Exercise goal: Reproduce the entries exactly, beginning with the line containing "For our sports analytics pipeline, detect every wall clock" and ending with their last line, both included.

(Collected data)
===

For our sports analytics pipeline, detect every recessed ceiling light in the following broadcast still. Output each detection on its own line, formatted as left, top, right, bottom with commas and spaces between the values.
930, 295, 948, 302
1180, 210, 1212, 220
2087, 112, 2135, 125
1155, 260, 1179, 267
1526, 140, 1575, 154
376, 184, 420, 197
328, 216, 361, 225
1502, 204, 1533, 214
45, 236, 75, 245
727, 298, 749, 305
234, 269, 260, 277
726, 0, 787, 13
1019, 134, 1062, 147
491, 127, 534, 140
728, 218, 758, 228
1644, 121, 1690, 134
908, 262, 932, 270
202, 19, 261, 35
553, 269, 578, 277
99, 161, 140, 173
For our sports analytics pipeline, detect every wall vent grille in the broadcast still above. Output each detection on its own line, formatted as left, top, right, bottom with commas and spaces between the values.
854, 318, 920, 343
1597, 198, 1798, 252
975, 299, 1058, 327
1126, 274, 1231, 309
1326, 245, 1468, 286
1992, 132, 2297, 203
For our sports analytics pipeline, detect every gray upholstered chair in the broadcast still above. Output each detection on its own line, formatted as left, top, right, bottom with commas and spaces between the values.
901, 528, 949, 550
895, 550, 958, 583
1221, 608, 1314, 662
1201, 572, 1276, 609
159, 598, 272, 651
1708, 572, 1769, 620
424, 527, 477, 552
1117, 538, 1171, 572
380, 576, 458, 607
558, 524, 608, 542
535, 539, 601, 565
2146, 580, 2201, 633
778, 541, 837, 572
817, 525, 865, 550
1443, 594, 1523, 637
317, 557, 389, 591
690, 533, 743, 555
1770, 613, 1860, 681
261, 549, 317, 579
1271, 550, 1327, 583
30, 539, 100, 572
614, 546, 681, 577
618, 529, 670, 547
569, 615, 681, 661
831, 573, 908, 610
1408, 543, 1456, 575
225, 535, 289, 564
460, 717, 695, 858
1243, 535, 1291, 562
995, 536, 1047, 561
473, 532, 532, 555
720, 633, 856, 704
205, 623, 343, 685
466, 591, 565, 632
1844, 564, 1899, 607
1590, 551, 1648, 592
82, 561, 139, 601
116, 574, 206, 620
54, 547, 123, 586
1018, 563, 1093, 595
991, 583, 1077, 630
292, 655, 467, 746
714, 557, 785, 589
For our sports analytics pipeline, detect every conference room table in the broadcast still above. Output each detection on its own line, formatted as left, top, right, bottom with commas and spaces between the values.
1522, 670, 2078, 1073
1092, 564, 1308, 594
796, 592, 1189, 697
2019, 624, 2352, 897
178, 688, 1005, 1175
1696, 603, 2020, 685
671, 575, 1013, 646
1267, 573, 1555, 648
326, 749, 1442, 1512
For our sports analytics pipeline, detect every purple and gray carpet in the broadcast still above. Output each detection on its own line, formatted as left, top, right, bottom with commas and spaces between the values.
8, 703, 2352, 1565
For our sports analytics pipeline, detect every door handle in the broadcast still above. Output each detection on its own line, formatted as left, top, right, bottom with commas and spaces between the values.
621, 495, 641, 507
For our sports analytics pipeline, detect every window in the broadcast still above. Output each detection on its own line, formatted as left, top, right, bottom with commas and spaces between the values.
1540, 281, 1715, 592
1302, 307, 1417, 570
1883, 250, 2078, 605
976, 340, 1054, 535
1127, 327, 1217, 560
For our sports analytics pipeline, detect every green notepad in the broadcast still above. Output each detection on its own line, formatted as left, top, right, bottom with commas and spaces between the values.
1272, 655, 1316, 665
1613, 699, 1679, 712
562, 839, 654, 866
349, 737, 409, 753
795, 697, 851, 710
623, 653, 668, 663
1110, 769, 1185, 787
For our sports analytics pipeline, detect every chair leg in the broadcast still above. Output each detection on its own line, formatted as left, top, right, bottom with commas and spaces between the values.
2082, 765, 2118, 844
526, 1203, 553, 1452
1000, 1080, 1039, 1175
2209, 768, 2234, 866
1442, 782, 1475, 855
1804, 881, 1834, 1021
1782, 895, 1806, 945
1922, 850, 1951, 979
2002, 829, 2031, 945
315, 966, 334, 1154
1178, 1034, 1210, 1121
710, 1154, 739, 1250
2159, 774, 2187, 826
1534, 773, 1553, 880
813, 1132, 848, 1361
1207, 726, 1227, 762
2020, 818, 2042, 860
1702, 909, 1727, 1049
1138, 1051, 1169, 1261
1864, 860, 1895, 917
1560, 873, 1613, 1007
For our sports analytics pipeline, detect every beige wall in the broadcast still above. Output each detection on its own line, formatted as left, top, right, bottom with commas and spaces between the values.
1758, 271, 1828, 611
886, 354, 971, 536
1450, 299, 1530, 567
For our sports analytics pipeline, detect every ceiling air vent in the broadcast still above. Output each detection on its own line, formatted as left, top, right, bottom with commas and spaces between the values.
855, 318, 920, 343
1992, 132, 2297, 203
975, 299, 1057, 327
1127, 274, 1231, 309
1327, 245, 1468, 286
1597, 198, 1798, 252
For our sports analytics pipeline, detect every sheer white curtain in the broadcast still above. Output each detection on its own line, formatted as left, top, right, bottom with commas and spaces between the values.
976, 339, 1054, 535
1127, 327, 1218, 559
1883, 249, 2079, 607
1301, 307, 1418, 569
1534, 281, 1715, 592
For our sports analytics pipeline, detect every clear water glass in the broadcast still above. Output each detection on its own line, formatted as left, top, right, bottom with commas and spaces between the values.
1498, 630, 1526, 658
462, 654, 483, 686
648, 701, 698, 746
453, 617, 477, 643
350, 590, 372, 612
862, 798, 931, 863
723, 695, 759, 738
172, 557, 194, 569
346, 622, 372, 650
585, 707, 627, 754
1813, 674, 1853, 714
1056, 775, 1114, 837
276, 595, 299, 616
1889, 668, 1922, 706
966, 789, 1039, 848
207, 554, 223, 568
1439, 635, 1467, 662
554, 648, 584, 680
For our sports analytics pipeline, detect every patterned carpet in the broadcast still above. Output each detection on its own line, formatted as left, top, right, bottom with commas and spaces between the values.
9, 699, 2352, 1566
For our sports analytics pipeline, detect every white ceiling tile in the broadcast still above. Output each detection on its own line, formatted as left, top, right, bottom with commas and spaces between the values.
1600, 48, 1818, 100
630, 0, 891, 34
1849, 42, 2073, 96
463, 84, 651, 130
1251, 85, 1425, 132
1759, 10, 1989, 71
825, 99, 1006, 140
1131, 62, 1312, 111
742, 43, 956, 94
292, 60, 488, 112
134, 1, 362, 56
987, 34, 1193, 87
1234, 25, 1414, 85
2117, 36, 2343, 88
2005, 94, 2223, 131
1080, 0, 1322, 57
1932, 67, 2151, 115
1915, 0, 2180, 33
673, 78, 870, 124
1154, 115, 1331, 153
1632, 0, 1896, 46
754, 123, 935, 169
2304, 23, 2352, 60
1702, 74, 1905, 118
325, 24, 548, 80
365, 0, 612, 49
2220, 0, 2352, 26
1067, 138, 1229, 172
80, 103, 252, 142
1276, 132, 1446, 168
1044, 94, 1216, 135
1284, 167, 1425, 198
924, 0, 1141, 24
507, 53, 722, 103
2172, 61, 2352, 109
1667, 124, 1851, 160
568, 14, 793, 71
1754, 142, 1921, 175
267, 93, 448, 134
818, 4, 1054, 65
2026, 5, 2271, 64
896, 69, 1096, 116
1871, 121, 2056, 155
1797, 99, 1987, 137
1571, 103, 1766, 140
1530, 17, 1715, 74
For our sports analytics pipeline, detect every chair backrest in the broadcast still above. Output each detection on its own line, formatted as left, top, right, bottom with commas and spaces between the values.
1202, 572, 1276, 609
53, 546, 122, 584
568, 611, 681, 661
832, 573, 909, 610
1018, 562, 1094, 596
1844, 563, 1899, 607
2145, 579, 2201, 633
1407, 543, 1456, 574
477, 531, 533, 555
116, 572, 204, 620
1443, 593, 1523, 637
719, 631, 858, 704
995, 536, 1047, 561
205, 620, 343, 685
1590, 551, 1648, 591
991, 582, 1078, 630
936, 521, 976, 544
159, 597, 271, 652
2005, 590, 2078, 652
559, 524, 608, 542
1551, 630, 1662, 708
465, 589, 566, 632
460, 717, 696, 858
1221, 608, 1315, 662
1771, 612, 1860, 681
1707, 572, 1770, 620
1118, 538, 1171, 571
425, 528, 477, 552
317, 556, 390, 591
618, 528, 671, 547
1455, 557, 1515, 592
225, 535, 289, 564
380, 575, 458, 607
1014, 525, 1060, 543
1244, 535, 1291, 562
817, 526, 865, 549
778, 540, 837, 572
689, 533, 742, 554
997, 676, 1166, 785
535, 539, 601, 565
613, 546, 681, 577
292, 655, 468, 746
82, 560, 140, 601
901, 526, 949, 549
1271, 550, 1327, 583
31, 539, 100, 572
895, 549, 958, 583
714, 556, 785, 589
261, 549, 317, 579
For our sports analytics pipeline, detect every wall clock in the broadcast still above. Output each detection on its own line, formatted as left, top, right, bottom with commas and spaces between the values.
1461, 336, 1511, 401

===

Answer below:
For our sports analytics pipeline, detect every wall clock in the broadcast still above. Output each detection on its own line, formatted as left, top, right, bottom with commas and spaces between the values.
1461, 336, 1511, 401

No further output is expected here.